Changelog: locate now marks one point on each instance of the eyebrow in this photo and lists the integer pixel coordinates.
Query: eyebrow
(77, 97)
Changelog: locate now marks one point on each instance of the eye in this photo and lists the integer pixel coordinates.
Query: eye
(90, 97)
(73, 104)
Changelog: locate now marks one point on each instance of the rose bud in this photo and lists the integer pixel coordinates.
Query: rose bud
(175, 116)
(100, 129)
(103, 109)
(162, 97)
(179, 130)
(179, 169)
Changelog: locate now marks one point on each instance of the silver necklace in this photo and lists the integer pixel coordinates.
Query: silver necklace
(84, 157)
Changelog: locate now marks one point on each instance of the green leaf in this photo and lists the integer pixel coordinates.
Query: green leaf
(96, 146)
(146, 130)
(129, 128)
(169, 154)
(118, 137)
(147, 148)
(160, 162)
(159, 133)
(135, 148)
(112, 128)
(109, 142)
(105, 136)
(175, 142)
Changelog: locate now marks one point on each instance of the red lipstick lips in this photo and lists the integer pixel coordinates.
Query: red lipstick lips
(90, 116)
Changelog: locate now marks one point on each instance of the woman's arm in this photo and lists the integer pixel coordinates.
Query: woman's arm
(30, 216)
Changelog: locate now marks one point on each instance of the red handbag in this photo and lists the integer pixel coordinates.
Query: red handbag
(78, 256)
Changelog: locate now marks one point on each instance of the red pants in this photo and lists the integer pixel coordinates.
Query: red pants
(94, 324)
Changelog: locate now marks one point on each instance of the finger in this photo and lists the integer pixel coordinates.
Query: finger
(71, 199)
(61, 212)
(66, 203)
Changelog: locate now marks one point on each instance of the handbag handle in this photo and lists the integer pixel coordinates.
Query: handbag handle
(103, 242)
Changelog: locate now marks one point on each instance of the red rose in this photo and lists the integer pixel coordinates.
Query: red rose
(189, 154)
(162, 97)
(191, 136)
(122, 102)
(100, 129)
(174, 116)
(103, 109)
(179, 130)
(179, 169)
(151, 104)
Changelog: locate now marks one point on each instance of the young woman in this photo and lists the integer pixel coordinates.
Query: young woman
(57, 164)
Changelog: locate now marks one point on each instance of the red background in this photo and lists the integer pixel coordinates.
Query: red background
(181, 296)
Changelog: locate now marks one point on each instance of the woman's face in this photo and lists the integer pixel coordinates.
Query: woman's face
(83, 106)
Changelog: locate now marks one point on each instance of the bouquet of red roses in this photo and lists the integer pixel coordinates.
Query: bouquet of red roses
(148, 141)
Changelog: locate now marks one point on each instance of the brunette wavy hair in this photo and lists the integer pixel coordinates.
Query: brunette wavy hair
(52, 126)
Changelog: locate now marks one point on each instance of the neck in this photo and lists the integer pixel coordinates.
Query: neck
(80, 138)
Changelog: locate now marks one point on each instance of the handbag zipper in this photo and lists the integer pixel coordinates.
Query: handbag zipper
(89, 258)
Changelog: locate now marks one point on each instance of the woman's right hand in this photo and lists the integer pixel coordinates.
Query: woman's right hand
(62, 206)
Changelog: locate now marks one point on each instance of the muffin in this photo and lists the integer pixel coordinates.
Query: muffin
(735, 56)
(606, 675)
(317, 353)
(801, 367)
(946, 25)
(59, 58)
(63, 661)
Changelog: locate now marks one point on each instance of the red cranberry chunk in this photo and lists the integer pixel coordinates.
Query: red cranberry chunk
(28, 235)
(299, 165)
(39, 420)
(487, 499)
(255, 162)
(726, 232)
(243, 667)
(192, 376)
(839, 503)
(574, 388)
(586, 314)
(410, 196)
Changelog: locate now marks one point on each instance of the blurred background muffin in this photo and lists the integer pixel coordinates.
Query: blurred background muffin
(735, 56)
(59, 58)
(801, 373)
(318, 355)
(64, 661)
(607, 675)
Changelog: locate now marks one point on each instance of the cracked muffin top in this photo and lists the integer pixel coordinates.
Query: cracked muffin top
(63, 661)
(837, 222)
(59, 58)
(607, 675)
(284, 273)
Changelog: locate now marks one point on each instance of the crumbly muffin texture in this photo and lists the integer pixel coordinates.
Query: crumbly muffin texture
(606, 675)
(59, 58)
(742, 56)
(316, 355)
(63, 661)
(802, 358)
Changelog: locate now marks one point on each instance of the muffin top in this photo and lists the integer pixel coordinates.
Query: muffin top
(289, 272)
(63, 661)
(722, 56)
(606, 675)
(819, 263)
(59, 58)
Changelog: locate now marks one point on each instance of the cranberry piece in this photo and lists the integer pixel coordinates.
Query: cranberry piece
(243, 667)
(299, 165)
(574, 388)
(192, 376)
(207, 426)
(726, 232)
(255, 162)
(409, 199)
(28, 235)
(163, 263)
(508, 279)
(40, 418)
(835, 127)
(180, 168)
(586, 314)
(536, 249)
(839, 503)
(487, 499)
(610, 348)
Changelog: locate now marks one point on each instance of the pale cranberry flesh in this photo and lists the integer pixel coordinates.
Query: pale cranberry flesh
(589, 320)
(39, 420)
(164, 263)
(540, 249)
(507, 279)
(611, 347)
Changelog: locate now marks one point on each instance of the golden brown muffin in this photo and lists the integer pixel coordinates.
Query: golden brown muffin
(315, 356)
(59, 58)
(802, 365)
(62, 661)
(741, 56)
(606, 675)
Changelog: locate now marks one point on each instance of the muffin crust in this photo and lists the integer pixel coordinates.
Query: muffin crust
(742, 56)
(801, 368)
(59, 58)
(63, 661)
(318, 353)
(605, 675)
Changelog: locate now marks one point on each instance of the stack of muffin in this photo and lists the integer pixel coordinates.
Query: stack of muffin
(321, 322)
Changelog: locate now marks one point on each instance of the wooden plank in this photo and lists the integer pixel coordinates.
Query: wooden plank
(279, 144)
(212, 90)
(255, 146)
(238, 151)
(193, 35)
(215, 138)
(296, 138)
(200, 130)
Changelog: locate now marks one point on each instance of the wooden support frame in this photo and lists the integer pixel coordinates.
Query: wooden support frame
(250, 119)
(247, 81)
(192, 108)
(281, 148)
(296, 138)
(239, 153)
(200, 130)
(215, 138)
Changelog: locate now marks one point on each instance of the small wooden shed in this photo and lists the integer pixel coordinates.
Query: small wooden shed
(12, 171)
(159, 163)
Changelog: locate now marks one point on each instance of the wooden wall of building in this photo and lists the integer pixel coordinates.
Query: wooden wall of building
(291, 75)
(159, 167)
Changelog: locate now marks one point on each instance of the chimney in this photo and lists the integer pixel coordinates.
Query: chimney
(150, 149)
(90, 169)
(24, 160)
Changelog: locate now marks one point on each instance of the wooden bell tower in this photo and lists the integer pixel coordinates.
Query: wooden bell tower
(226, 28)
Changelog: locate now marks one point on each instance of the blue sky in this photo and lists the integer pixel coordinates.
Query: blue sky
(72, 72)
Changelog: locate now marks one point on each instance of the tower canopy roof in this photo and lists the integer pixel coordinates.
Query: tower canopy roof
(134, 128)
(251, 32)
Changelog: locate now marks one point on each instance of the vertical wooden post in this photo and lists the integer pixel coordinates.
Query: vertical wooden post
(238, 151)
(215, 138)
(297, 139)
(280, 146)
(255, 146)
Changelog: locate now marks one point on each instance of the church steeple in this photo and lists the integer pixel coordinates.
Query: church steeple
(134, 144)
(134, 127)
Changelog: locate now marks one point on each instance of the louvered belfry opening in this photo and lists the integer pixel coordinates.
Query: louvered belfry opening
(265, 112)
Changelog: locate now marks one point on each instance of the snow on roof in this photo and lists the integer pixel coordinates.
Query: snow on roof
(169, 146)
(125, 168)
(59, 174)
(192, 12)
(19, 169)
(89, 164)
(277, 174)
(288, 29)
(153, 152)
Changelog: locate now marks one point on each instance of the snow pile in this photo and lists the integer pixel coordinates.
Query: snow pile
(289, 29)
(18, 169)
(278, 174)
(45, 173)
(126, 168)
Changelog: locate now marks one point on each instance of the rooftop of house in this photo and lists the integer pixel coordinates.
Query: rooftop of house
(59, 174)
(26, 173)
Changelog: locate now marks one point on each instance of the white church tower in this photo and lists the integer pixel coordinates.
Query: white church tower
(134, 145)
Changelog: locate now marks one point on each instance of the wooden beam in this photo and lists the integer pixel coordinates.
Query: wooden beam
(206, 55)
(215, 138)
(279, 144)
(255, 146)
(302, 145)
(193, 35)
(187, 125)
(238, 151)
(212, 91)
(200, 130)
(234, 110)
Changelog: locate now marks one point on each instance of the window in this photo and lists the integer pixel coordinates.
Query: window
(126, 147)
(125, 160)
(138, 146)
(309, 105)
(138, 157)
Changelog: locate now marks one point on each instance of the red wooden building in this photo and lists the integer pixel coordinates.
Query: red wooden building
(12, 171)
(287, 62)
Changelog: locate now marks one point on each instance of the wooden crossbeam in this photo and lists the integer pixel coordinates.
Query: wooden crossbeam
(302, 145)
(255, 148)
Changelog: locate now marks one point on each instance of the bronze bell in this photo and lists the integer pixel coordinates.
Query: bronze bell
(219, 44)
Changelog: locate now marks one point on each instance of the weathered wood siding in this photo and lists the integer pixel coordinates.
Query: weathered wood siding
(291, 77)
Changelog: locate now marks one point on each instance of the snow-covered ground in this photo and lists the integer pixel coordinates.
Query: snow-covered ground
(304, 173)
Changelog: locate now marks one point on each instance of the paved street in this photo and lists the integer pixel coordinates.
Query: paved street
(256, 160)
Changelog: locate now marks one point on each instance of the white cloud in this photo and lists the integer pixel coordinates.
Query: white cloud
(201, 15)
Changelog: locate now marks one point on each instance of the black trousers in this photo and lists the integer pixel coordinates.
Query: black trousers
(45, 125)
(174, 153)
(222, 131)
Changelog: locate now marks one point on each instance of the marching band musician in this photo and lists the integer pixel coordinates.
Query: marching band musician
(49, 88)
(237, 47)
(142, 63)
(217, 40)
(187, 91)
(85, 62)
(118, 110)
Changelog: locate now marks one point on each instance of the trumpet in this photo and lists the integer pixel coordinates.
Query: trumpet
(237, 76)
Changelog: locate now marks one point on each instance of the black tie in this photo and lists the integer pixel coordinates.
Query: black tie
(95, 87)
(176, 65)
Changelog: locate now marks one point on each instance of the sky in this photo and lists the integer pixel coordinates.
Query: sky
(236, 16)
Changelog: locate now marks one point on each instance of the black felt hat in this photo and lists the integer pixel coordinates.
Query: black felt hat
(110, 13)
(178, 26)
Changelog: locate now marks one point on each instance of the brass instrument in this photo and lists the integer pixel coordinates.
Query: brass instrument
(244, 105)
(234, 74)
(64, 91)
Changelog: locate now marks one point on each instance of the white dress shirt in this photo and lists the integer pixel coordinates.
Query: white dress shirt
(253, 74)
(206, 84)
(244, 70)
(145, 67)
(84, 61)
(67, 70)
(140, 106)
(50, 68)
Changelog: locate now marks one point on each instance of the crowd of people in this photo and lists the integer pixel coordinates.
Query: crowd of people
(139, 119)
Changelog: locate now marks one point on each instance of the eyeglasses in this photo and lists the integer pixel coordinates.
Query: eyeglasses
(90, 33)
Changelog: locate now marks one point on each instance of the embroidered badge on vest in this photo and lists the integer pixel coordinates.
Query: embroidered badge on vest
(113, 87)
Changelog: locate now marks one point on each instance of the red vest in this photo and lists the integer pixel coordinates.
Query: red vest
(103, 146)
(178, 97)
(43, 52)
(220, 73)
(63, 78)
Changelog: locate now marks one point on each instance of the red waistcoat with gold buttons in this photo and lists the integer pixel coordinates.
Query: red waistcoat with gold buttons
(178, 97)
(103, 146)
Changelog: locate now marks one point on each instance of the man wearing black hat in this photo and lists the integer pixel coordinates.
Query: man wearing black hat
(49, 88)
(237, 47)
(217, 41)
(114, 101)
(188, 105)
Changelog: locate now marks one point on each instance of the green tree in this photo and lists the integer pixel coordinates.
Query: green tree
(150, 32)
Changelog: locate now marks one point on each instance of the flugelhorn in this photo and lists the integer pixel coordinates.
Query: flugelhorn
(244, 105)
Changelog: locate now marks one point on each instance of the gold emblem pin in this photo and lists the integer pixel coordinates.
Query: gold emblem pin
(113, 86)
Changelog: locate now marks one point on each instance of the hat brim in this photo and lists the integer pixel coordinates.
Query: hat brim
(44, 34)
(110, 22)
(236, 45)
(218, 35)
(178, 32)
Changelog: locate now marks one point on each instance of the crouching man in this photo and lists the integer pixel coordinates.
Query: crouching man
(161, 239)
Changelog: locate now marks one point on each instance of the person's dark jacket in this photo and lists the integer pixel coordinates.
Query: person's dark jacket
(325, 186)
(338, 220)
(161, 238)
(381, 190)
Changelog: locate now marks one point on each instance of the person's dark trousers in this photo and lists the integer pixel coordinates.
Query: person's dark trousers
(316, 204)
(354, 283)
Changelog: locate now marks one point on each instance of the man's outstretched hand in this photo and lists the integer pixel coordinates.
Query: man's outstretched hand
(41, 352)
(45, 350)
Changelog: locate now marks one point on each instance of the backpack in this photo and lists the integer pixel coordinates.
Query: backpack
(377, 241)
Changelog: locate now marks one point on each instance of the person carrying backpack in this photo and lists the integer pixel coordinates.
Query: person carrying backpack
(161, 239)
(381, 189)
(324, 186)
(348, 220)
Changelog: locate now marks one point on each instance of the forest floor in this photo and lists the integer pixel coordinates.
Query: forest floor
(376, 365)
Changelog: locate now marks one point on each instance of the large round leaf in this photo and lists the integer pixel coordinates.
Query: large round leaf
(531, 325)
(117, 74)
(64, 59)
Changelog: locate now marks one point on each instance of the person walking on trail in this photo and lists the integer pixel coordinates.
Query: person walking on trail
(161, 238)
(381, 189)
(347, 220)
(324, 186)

========================

→ **WHAT TO PRODUCE**
Within the data above, the lines from the one with "Query: wooden plank" to the one with "the snow pile" must be repeated exactly; no other line belongs in the answer.

→ **ANSWER BOX**
Query: wooden plank
(279, 144)
(212, 90)
(255, 146)
(238, 151)
(193, 35)
(215, 138)
(296, 138)
(200, 130)
Changelog: locate now marks one point on each instance of the wooden support frame in this photo and lists the integer pixel coordinates.
Query: wooden support frame
(250, 119)
(247, 81)
(192, 108)
(281, 148)
(296, 138)
(239, 153)
(200, 130)
(215, 138)
Changelog: locate now marks one point on each instance of the small wooden shed in this photo and lists the integer pixel coordinates.
Query: small wooden shed
(12, 171)
(159, 163)
Changelog: locate now marks one point on each instance of the wooden wall of building in this photo and lists the integer pixel coordinates.
Query: wooden wall of building
(291, 75)
(159, 167)
Changelog: locate now marks one point on each instance of the chimney in this photo and lists the integer pixel coordinates.
Query: chimney
(150, 149)
(90, 169)
(24, 160)
Changelog: locate now marks one point on each instance of the wooden bell tower in this photo and lists the integer pixel coordinates.
Query: wooden bell tower
(226, 28)
Changelog: locate now marks one point on each instance of the blue sky in this photo and lists the integer pixel coordinates.
Query: blue sky
(72, 72)
Changelog: locate now marks one point on each instance of the tower canopy roof in this photo and lists the integer pixel coordinates.
Query: tower canopy roof
(134, 128)
(251, 32)
Changelog: locate now marks one point on each instance of the vertical wooden post in this photo and lists the integer pixel coordinates.
Query: vertical wooden post
(238, 151)
(215, 138)
(297, 139)
(280, 146)
(255, 146)
Changelog: locate now marks one point on each instance of the church steeple in this photo and lists the integer pixel coordinates.
Query: church steeple
(134, 144)
(134, 127)
Changelog: locate now marks one point on each instance of the louvered belfry opening in this photo and lists the integer pixel coordinates.
Query: louvered belfry opening
(265, 112)
Changelog: locate now marks one point on each instance of the snow on roof in this photo and lists the integer pixel coordinates.
Query: snow on roof
(169, 146)
(125, 168)
(59, 174)
(192, 12)
(19, 169)
(89, 164)
(277, 174)
(288, 29)
(153, 152)
Changelog: locate now marks one point on each instance of the snow pile in this photo and lists the integer pixel coordinates.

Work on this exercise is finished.